Хомский пытается открыть «истинную теорию универсальной грамматики», в которой грамматика представлена как специфичный для каждого языка компонент нашего биологического дара речи. Не ясно, что Хомский имеет в виду под «истинной теорией», но я могу предположить, что это такая теория, которая полностью совпадает с реальностью (сложно сказать, что большинство ученых и философов понимает под словом истинный, и Хомский здесь не исключение). Об этом стоит поразмыслить тщательнее. С одной стороны, универсальная грамматика кажется почти необходимой концепцией: в конце концов, из всех живых существ даром речи наделены только люди. Все согласятся с тем, что в основе языка лежит некая особенность человеческой биологии. В этом смысле Хомский однозначно прав, хотя это общее место. Но главный вопрос заключается в том, в какой степени эта природная способность ориентирована именно на язык (в отличие, например, от предположения, что она проистекает из общих свойств мышления) и насколько такой биологический дар (в чем бы он ни заключался) определяет окончательную форму грамматики любого конкретного языка. С этим вопросом связан и другой (хотя, на первый взгляд, и непрямо): как мы, ученые, можем получить знания для проверки наших гипотез?
Как правило, наука делается в двух местах — в лаборатории и в поле. Исследования в области так называемых естественных наук, таких как физика и химия, а также в большей части общественных наук протекают в удобных помещениях с регулируемым климатом, снабженных необходимым оборудованием. В богатых странах, таких как США, Германия, Великобритания или Франция, наукой занимается небольшая привилегированная прослойка на благо всего общества. Финансирующие органы, по крайней мере на бумаге, ожидают, что научные результаты принесут пользу обществу, в котором поддерживается эта наука и ведутся разработки. Молодые ученые работают «под зонтиком» авторитета ведущего специалиста в их дисциплине. Хомский — это своего рода Даниэль Бун[81] от лингвистики, и большинство языковедов — переселенцы, осевшие на его земле.

▶ [Задание] Поменяйте в отрывке о Хомском «Германия» на «Италия» и приведите заново часть, которая начинается словами «Как правило, наука» и заканчивается словами «на его земле.».

▶ [Список записей]
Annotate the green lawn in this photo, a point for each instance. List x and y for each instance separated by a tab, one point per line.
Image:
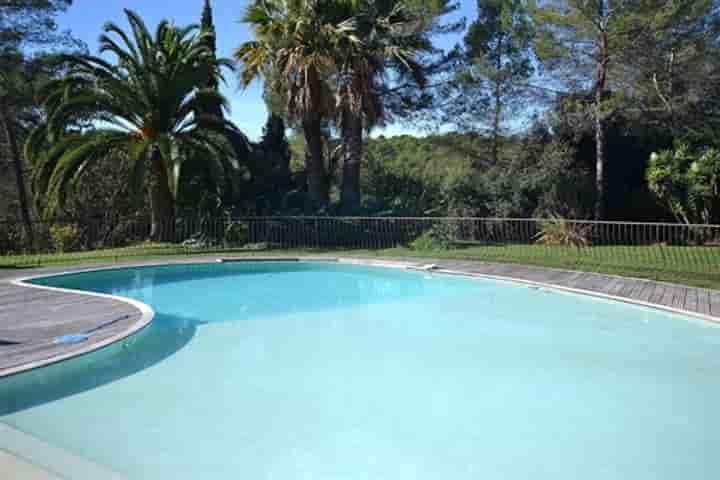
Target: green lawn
697	266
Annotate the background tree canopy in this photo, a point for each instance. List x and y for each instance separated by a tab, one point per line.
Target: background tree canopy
588	109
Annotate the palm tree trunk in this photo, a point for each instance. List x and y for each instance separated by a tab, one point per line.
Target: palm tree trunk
352	138
19	177
314	162
161	201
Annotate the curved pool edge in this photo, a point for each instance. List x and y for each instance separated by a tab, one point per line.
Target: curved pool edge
444	267
147	315
588	293
91	345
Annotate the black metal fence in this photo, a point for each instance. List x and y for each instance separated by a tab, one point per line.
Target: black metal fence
692	247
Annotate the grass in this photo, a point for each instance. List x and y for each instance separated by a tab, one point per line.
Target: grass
696	266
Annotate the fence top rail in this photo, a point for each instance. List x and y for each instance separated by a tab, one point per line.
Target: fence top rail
389	219
476	219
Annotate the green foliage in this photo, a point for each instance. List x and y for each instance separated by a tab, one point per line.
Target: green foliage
65	237
489	89
32	23
442	236
144	103
236	234
688	182
559	231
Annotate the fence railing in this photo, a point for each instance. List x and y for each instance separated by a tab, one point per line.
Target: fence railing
650	245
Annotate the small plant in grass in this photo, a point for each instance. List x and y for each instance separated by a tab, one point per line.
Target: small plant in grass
442	236
65	238
237	234
559	231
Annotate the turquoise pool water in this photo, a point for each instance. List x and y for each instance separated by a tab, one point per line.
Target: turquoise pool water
324	371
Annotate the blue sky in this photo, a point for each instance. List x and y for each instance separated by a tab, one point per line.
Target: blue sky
86	18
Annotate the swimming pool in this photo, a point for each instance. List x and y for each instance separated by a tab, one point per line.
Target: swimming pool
331	371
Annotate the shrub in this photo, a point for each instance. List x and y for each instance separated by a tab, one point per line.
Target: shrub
687	182
65	238
559	231
237	234
442	236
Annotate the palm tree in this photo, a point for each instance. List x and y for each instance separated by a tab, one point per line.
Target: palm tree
390	38
140	108
295	48
16	100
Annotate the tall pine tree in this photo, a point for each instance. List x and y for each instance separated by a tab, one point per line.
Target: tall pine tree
593	45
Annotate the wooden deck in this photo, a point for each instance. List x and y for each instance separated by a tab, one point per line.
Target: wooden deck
31	318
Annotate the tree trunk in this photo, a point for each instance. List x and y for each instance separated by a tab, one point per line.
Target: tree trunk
496	124
314	162
352	138
19	177
600	130
599	163
162	204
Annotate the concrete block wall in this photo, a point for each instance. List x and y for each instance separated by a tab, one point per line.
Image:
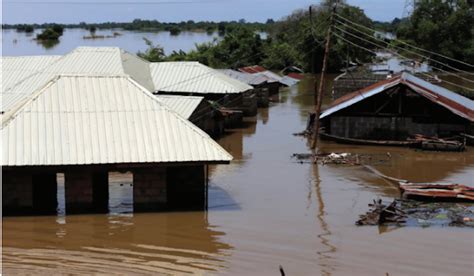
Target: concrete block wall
249	106
149	189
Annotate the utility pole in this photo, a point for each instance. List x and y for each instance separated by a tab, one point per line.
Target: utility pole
319	95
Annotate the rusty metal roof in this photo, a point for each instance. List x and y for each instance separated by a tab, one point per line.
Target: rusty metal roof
454	102
80	120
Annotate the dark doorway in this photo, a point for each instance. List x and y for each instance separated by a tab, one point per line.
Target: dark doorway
45	189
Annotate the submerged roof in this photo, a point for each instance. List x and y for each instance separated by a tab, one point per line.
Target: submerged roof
257	70
80	120
193	77
454	102
183	105
82	60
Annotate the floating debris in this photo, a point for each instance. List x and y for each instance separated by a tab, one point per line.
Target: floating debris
415	213
381	213
344	158
429	191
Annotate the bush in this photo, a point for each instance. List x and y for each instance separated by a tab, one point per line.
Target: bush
48	34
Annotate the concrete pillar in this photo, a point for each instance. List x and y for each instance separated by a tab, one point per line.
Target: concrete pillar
45	193
86	191
149	189
17	192
186	187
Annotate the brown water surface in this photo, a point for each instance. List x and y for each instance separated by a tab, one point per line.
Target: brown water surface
265	210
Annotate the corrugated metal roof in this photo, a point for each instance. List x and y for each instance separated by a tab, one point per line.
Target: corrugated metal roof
183	105
454	102
82	60
247	78
252	69
78	120
15	69
193	77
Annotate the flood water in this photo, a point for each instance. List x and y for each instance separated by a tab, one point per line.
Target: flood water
265	210
17	43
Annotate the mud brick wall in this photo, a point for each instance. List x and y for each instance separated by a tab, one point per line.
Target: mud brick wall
149	189
396	128
17	191
249	106
79	191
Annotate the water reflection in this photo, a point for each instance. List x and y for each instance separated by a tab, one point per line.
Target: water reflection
324	255
142	243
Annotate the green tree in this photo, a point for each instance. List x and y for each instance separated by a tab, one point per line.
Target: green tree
441	26
154	53
48	34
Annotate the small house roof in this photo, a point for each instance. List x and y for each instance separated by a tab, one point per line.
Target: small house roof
193	77
454	102
82	60
81	120
183	105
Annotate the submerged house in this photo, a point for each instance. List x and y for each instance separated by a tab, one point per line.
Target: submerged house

▶ [Письменный ответ]
Как правило, наука делается в двух местах — в лаборатории и в поле. Исследования в области так называемых естественных наук, таких как физика и химия, а также в большей части общественных наук протекают в удобных помещениях с регулируемым климатом, снабженных необходимым оборудованием. В богатых странах, таких как США, Италия, Великобритания или Франция, наукой занимается небольшая привилегированная прослойка на благо всего общества. Финансирующие органы, по крайней мере на бумаге, ожидают, что научные результаты принесут пользу обществу, в котором поддерживается эта наука и ведутся разработки. Молодые ученые работают «под зонтиком» авторитета ведущего специалиста в их дисциплине. Хомский — это своего рода Даниэль Бун[81] от лингвистики, и большинство языковедов — переселенцы, осевшие на его земле.